| Passage |
╔══
Professor Ranald Munro, a vet who served as Chair of an independent group appointment by the government to assess its trials, claims that the culls caused ‘huge suffering’ for badgers
9 SEP 2019
Thousands of badgers are likely to have suffered ‘immense pain’ in culls to control cattle TB, a former government adviser has warned.
Professor Ranald Munro, a vet who served as Chair of an independent group appointment by the government to assess its trials, claims that the culls caused ‘huge suffering’ for badgers.
Since the culls began in 2012, Professor Munro estimates that around 40,000 badgers have been culled.
Speaking to BBC News, he said: “The numbers are huge, they really are. If you look at the likelihood of not dying within five minutes of being shot, you are looking at 3,000 badgers having suffered immense pain at a minimum.
“It could be as high as 9,000. There is a huge issue of suffering in these badgers.”
Later this week, the government is expected to a announced new culling areas for 2019, and in preparation, Professor Munro has joined forces with 19 other experts to write to Natural England.
The group is concerned at the environmental watchdog’s monitoring of the culls, which has decreased from 20% in 2014 to just 0.4% in 2018.
Professor Munro said: “The terms of the roll-out of the culling have not been adhered to.
“They are saying ‘oh yes, we are observing’; but they are observing at a level which is of no value whatsoever in determining the humanness of culling and whether badgers are being injured or how long they are taking to die.”
╚══
| Given records |
╔══
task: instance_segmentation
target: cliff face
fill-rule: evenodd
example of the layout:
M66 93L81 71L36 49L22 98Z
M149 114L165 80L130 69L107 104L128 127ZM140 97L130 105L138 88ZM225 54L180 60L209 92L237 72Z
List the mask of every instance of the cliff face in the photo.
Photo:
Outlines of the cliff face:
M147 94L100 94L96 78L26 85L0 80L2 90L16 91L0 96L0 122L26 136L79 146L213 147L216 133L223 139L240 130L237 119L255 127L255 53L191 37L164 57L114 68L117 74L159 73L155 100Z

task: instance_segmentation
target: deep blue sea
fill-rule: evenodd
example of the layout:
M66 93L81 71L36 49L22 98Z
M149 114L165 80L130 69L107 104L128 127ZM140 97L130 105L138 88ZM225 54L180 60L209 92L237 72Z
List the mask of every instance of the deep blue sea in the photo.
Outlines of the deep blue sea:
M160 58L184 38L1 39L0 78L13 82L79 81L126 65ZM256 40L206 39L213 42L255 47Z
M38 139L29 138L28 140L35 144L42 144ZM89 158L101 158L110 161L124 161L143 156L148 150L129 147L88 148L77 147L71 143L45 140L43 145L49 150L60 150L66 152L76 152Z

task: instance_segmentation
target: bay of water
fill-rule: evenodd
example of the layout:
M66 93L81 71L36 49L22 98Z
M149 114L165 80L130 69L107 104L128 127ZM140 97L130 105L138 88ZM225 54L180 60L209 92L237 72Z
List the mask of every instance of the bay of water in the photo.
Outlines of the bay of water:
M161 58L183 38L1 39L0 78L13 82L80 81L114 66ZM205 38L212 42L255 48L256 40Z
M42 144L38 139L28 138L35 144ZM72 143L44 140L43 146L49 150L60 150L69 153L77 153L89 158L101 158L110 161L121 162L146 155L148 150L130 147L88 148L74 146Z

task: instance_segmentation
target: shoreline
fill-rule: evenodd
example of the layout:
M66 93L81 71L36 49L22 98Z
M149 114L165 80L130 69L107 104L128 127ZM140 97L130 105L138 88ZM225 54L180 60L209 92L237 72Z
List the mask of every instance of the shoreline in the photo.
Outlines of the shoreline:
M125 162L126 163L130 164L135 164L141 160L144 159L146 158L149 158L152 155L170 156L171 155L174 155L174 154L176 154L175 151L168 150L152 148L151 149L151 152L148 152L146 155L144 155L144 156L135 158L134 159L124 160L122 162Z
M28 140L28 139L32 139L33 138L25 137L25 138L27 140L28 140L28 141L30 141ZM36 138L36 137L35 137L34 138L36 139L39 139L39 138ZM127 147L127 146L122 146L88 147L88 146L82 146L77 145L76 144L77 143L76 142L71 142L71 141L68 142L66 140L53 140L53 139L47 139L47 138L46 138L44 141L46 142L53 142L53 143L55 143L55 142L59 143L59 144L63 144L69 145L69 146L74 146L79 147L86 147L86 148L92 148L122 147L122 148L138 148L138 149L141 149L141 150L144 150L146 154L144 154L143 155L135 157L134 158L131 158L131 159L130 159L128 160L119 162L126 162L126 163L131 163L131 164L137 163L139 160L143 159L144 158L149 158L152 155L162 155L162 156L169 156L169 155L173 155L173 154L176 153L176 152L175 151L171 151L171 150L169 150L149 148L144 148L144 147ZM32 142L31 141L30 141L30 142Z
╚══
| Study questions |
**a.** Reproduce the part of the badger cull article between "Later this week, the" and "been adhered to.", inclusive.
**b.** In the badger cull article, how many badgers does Professor Munro estimate have been culled since the culls began in 2012?
**c.** Continue the badger cull article from where it stops.

| Per-task answers |
**a.**
Later this week, the government is expected to a announced new culling areas for 2019, and in preparation, Professor Munro has joined forces with 19 other experts to write to Natural England.
The group is concerned at the environmental watchdog’s monitoring of the culls, which has decreased from 20% in 2014 to just 0.4% in 2018.
Professor Munro said: “The terms of the roll-out of the culling have not been adhered to.

**b.** Around 40,000 badgers.

**c.**
Worryingly, a freedom of information request made by the group revealed that in Gloucestershire, the incidence of TB has actually increased from 2017 to 2018.
Based on these findings, the group is now urging the government to rethink its cull strategy.
Their letter states: “We are unconvinced that the culling of large numbers continues to be justified in the view of recent data showing zero disease control benefits after six years of culling of badgers in Gloucestershire.”
Speaking to the BBC, a Natural England spokesperson said: “We help to implement the badger culling policy under the direction of Defra and in line with decisions taken by ministers. We are in the process of reviewing the badger cull applications for 2019 made under that policy and will communicate decisions in due course.
“One of our roles is to independently consider licence applications to cull or vaccinate badgers, and we take policy advice from Defra when deciding if the activity will deliver effective disease control. Licensing is not done lightly and those involved in the cull – farmers, contractors and Natural England staff – take the welfare of badgers very seriously.”